==== Task material

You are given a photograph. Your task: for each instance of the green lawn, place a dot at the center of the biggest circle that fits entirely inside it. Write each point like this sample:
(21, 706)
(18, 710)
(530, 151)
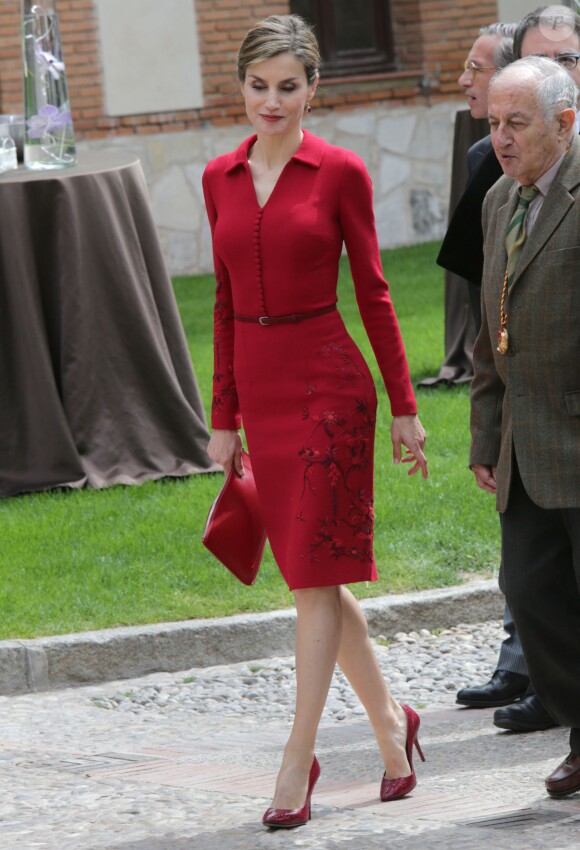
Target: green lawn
(71, 561)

========

— Task instructions —
When you transcribe the entries above, keep every word exact and leave out the pictures.

— Exercise output —
You are given a photograph. Your task: for each instance of the green lawn, place a dot at the center of the biggest circle that fits entirely inside it. Write each point like this sample:
(21, 706)
(18, 710)
(530, 151)
Target: green lawn
(71, 561)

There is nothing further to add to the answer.